[Location annotation dataset excerpts]
-- START --
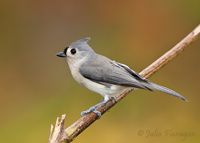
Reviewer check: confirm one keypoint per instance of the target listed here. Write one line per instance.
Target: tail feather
(163, 89)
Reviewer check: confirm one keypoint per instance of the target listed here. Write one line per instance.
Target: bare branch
(79, 126)
(59, 133)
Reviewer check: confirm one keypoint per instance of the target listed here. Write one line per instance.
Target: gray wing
(111, 73)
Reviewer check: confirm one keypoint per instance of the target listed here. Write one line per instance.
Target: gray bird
(104, 76)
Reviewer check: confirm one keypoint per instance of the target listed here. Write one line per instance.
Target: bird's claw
(92, 109)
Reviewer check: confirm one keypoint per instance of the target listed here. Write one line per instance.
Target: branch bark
(79, 126)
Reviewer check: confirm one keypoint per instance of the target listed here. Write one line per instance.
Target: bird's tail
(163, 89)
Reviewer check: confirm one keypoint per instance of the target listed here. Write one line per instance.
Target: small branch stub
(59, 135)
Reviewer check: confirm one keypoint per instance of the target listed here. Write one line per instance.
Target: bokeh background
(36, 86)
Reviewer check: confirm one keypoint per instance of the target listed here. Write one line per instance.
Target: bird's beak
(61, 54)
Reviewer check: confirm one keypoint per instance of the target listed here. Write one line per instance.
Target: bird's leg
(92, 109)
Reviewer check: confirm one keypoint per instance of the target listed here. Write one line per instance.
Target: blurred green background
(36, 86)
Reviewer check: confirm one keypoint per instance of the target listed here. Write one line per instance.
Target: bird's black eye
(65, 51)
(73, 51)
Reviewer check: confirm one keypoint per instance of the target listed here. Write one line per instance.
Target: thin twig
(79, 126)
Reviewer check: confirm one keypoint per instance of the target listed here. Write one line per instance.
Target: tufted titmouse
(103, 75)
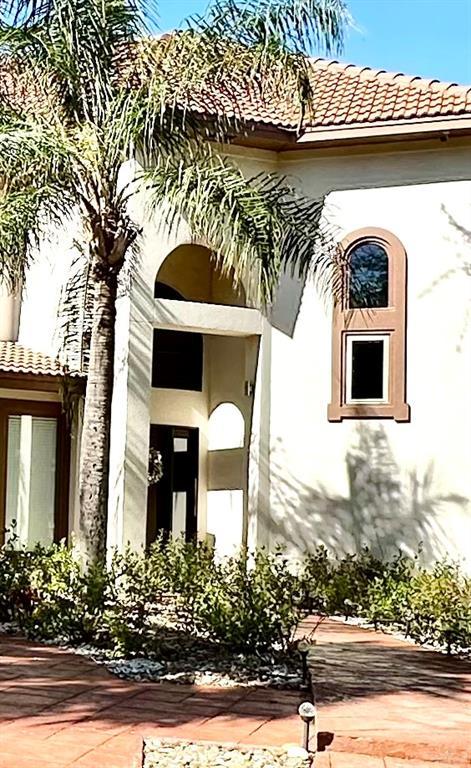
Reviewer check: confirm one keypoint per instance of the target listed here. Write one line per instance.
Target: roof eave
(443, 128)
(278, 138)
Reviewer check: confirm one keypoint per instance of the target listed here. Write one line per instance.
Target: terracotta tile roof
(346, 95)
(14, 358)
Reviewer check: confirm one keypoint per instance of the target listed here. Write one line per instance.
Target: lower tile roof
(15, 358)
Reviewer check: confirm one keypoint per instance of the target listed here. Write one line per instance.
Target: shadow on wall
(383, 509)
(460, 235)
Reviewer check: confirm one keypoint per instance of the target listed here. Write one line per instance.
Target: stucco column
(129, 447)
(258, 513)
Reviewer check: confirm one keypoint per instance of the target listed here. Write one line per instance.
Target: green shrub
(439, 607)
(253, 603)
(178, 593)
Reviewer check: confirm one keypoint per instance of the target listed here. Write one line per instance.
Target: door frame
(191, 521)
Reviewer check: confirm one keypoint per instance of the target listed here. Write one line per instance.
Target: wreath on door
(155, 469)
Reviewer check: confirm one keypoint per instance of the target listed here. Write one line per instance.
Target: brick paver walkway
(384, 703)
(58, 709)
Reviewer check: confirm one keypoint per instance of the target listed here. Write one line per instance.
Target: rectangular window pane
(31, 479)
(180, 444)
(367, 369)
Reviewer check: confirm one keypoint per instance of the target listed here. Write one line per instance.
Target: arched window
(369, 330)
(226, 428)
(368, 281)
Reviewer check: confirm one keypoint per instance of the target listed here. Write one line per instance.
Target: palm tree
(85, 86)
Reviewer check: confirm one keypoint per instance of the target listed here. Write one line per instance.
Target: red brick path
(58, 710)
(384, 703)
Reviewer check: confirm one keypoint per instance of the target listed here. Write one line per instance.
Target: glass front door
(172, 501)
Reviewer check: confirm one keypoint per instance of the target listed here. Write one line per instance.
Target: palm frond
(300, 26)
(253, 226)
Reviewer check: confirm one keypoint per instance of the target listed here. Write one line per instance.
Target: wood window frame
(44, 409)
(390, 321)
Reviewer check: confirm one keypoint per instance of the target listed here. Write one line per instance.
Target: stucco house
(344, 425)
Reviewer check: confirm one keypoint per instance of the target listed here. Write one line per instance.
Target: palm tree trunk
(97, 414)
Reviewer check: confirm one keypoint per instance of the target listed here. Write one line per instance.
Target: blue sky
(431, 38)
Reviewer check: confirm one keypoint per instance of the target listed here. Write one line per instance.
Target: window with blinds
(31, 479)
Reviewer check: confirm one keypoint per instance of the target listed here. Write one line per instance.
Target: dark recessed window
(164, 291)
(367, 368)
(177, 360)
(368, 276)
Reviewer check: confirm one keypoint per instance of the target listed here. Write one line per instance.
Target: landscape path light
(307, 713)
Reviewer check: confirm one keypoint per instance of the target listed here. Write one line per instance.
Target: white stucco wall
(309, 480)
(378, 482)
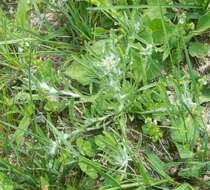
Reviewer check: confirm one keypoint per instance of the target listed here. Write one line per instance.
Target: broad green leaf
(86, 147)
(158, 165)
(199, 50)
(21, 15)
(79, 73)
(203, 23)
(158, 34)
(90, 171)
(184, 151)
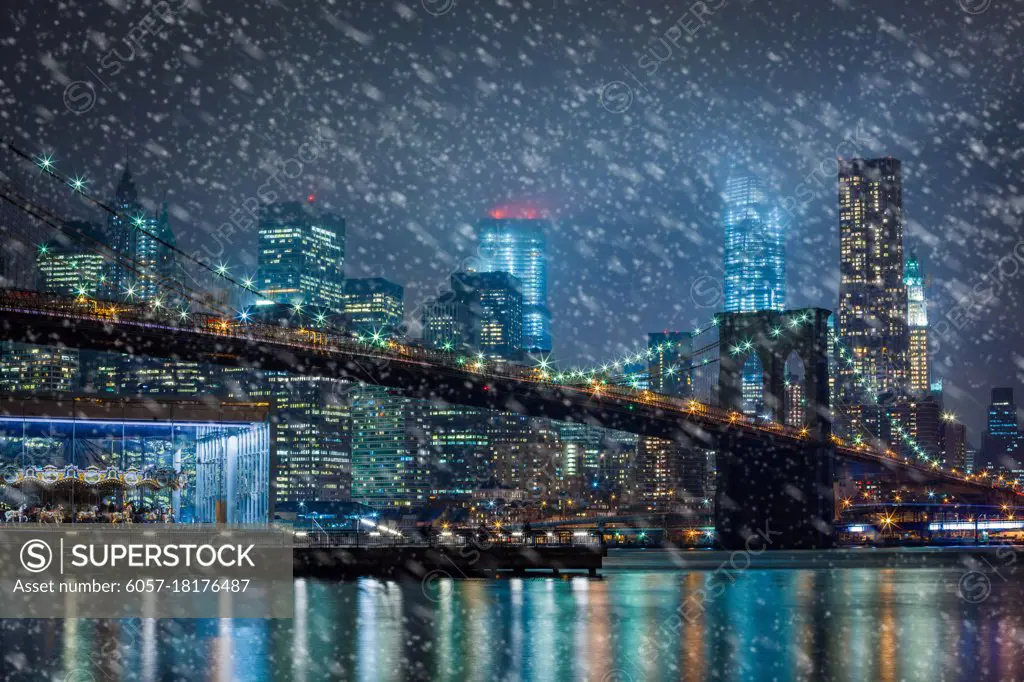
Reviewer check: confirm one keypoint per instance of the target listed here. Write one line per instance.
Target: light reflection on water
(783, 624)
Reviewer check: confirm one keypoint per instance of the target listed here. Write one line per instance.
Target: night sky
(439, 111)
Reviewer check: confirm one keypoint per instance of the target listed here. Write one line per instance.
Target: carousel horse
(53, 516)
(15, 515)
(88, 516)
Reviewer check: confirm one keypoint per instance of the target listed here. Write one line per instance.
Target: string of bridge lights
(78, 184)
(617, 368)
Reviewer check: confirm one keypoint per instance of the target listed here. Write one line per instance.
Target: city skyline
(580, 340)
(125, 196)
(637, 190)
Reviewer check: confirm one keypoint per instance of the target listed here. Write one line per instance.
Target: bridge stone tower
(773, 492)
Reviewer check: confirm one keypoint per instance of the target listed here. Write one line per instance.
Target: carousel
(54, 495)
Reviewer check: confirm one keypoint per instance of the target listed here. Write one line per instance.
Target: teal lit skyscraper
(301, 256)
(755, 265)
(496, 310)
(919, 377)
(373, 306)
(518, 246)
(755, 248)
(70, 267)
(143, 268)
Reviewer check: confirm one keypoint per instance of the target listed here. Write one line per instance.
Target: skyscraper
(448, 323)
(496, 307)
(387, 469)
(755, 248)
(518, 246)
(872, 303)
(916, 320)
(953, 444)
(143, 268)
(70, 267)
(122, 236)
(373, 306)
(1003, 437)
(669, 355)
(301, 256)
(38, 370)
(755, 265)
(155, 257)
-- END --
- _Task goal_: Give back the entries verbatim. Do not include any picture.

- _Reply to the exercise_:
Reviewer check: confirm one keypoint per instance of the target listed here. Write one line per instance.
Target: tail feather
(163, 89)
Reviewer check: confirm one keypoint per instance of the target listed here. Write one line per instance.
Target: bare branch
(79, 126)
(59, 133)
Reviewer check: confirm one keypoint per instance of the target listed here. Write one line per instance.
Target: gray wing
(111, 73)
Reviewer check: confirm one keypoint per instance of the target listed here. Write one line per instance.
Target: gray bird
(104, 76)
Reviewer check: confirm one keypoint per instance of the target listed here. Write one line per instance.
Target: bird's claw
(92, 109)
Reviewer check: confirm one keypoint per instance of the target listed here. Write one line per instance.
Target: branch bark
(79, 126)
Reviewer check: confirm one keypoint per instance of the target listed here. Write one line per instance.
Target: bird's tail
(163, 89)
Reviewer check: confirm one keypoint per instance of the target listed here. Write one line per instance.
Target: small branch stub
(59, 135)
Reviewer check: confirm one keypoint per instance of the target listed here. Write one line per instance.
Target: bokeh background
(36, 86)
Reviewer check: confirm one keypoint per instance of the target listed here. Write one line per instance.
Target: bird's beak
(61, 54)
Reviewer check: confirm one keypoint per instance of the target listed here. Write one line per instance.
Target: bird's leg
(92, 109)
Reviewer check: confirm one keypoint per instance of the target listed here. Write one line per instance.
Target: blurred green background
(36, 86)
Reviewer check: confirm one keypoint per instance of the target listed here. Write one line per instance.
Target: bird's black eye
(65, 51)
(73, 51)
Reviewer check: confirm one keypoint per instance of the target listed here. Write one line per instance.
Target: thin twig
(79, 126)
Reviewer check: confirm one keypoint per instance of the target listed here. Write one line per instance.
Target: tufted titmouse
(103, 75)
Reviewer check: confirm one keypoint per instance of the target listed here. Write one line per instance.
Target: roof eave
(443, 128)
(278, 138)
Reviewer check: confirm one keypoint per instance of the target listed here. Write one line per instance.
Target: terracotta tile roof
(346, 95)
(14, 358)
Reviewer check: confirm one keypoint per instance of the target listed here. Write one line per instance.
Target: lower tile roof
(15, 358)
Reviewer check: confirm one keypoint per instance of the target listed here. Write one line per instance.
Target: shadow on wall
(383, 509)
(460, 235)
Reviewer check: confirm one keypoint per instance of the target listed here. Write one line per instance.
Target: stucco column
(129, 447)
(258, 513)
Reviewer check: confirm one keypoint per instance of the target listed here. Write one line per instance.
Target: green shrub
(439, 607)
(253, 603)
(178, 593)
Reviewer check: confirm one keypoint per instance of the target listed here. Write one line per instance.
Target: door frame
(191, 521)
Reviewer check: confirm one keypoint per instance of the target listed here. Write one line per instance.
Target: wreath on door
(155, 469)
Reviewer check: confirm one keypoint per instance of the target listed here. Write one line per instance.
Target: brick paver walkway
(384, 703)
(58, 709)
Reviewer check: confirm one keypoint per instance of the target listed here. Write one line per instance.
Target: rectangular window pane
(31, 479)
(180, 444)
(367, 369)
Reviewer check: confirm one keypoint per instance of the target listed here. Write one line per instance.
Target: arched window
(369, 330)
(226, 428)
(368, 281)
Reviewer check: confirm one keypoint per instance of the target listed here. Write one line per instance.
Target: palm tree
(85, 86)
Reviewer check: confirm one keypoint per instance of the target listed here. Write one line per instance.
Target: red brick path
(58, 710)
(384, 703)
Reviewer check: confirm one keypoint per instance of the target listed here. Write one line per instance.
Target: glass front door
(172, 501)
Reviewer check: confirm one keypoint per instance of the target listed here. Write one line per instance.
Target: palm frond
(300, 26)
(253, 226)
Reviewer check: confirm one keypoint per instance of the target listed here. Write one line per instance.
Target: wood window frame
(44, 409)
(390, 321)
Reviewer check: confirm one keypoint per instance of the target listed here. Write one line per instance.
Target: stucco house
(344, 425)
Reviewer check: confirm one keypoint per instance of the target listed here. Write one line per instance.
Target: palm tree trunk
(97, 414)
Reviewer check: confirm one keypoint per instance of the target listed here. Write one line per instance.
Target: blue sky
(431, 38)
Reviewer check: confirm one keypoint per instance of the target listed here. Write one line per instance.
Target: window with blinds
(31, 479)
Reviewer check: confirm one keypoint per instance of the target listed here. Write one line per instance.
Target: dark recessed window
(164, 291)
(367, 368)
(177, 360)
(368, 276)
Reviewer check: confirm one keypoint per instance of the target listed here. Write one line per instance.
Target: landscape path light
(307, 713)
Reviewer check: confirm one keypoint per instance of the target listed here. Write one line per instance.
Target: white stucco wall
(309, 480)
(378, 482)
Reviewer check: confirm one keypoint per instance of the target listed here. Write one line per instance.
Target: broad green leaf
(86, 147)
(158, 165)
(199, 50)
(21, 15)
(79, 73)
(203, 23)
(158, 34)
(90, 171)
(184, 151)
Reviewer check: confirm one keypoint per instance of the target listed here. Write one line per instance.
Target: light reflection on water
(783, 624)
Reviewer check: confirm one keypoint per instance of the target listed here. Write one line per instance.
Target: night sky
(439, 111)
Reviewer check: confirm one keypoint per instance of the target listed here. Write one line per instance.
Target: carousel horse
(53, 516)
(15, 515)
(88, 516)
Reviewer check: confirm one keypoint per instance of the target listed here. Write one line per instance.
Target: string of bridge lights
(78, 184)
(617, 368)
Reviewer check: confirm one keypoint per instance of the target listed here. Write one line per instance.
Target: city skyline
(580, 340)
(125, 196)
(637, 190)
Reviewer check: confirm one keypoint per instance of the target listed here. Write one line per instance.
Target: bridge stone tower
(773, 492)
Reviewer check: confirm one keypoint per instance of the target listed here. Write one line per instance.
Target: carousel
(54, 495)
Reviewer check: confirm one keypoint per instance of the target listed here. Write one line per instance.
Target: teal lit skyscraper
(301, 256)
(755, 265)
(496, 310)
(919, 377)
(373, 306)
(518, 246)
(755, 248)
(70, 267)
(143, 268)
Reviewer check: confirm one keypoint per instance of the target listed here. Write one line per instance.
Target: skyscraper
(448, 323)
(496, 307)
(387, 469)
(755, 248)
(518, 246)
(872, 303)
(916, 320)
(953, 444)
(143, 268)
(70, 267)
(122, 236)
(373, 306)
(1003, 437)
(669, 355)
(301, 256)
(38, 370)
(755, 265)
(155, 257)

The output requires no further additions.